═════ Extracted information

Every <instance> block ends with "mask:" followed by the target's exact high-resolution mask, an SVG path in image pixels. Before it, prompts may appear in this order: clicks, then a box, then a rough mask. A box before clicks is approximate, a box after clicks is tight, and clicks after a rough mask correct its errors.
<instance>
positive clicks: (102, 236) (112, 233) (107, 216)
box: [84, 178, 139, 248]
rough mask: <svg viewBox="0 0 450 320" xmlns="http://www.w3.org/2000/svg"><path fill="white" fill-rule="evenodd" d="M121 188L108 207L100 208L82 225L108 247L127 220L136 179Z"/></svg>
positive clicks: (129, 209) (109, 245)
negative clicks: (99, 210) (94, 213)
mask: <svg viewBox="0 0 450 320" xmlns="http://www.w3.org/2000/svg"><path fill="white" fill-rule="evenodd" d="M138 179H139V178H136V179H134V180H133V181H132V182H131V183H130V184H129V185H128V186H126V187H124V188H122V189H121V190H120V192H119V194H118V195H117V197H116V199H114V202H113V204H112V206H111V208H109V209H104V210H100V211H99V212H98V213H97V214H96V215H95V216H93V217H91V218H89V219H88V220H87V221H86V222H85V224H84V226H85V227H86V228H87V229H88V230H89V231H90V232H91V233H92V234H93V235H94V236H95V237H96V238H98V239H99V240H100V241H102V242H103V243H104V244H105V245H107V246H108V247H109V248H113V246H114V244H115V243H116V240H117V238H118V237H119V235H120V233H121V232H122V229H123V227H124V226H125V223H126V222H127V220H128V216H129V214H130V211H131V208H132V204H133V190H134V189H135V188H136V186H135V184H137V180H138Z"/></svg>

══════════

Task brief —
Once you have counted the lines of the records holding the string "instance", state that number with no other words.

Result of the task —
2